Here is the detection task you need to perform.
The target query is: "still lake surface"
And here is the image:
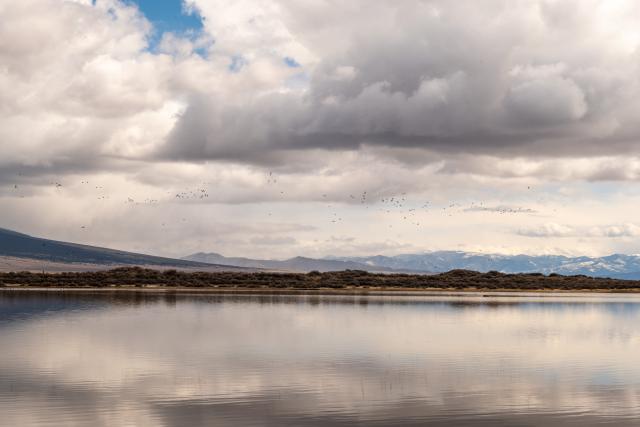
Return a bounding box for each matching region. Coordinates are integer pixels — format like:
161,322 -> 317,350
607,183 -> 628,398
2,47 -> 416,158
0,291 -> 640,427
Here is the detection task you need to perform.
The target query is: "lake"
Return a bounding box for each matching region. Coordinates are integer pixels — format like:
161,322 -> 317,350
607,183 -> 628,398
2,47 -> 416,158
0,290 -> 640,427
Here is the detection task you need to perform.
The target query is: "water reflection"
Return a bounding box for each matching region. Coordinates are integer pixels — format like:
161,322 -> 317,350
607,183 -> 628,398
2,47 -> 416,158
0,291 -> 640,426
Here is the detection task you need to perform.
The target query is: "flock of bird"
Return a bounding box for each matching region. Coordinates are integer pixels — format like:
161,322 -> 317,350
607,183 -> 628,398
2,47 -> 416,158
7,172 -> 536,230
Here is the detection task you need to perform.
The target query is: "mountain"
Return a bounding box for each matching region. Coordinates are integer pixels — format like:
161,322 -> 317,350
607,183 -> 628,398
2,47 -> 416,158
183,251 -> 640,280
329,251 -> 640,279
0,228 -> 245,271
182,252 -> 394,272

- _DO THIS_: Swap "bounding box" for "enclosing rectangle" throughout all the rows above, leaving everything else unchanged. Omit the pictures from your answer.

- _FINAL RESULT_:
Here is the detection task you need to perform.
The target query is: "still lake surface"
And here is the image:
Return a enclosing rectangle for each matching region. Coordinates are integer pixels — format like:
161,322 -> 317,350
607,183 -> 628,398
2,47 -> 416,158
0,291 -> 640,427
Here is the detection task you need to perform.
The target query is: "lake"
Return a enclosing rectangle for each matching region. Coordinates are integer pixels — format like:
161,322 -> 317,350
607,183 -> 628,398
2,47 -> 416,158
0,290 -> 640,427
Here is the detection task you need to perform.
The target query is: "water reflection"
Return a enclosing rectangle for each matching region. Coordinates are integer pixels — format like:
161,322 -> 317,350
607,183 -> 628,398
2,47 -> 416,158
0,291 -> 640,426
Here is the detection task you need to perform.
The target query is: "flock of bird"
Return a enclosing rectangle for each matching region. Coordinates are integer pixels — format like:
161,322 -> 317,350
607,183 -> 628,398
2,47 -> 416,158
7,172 -> 536,230
Here is the detection task you need to perform.
The target query is: "mountain"
Return a enclosing rectangle for each matching region. Coordinates are integer pixels — format like:
161,322 -> 317,350
607,183 -> 628,398
2,47 -> 416,158
183,251 -> 640,280
329,251 -> 640,279
0,228 -> 245,271
182,252 -> 394,272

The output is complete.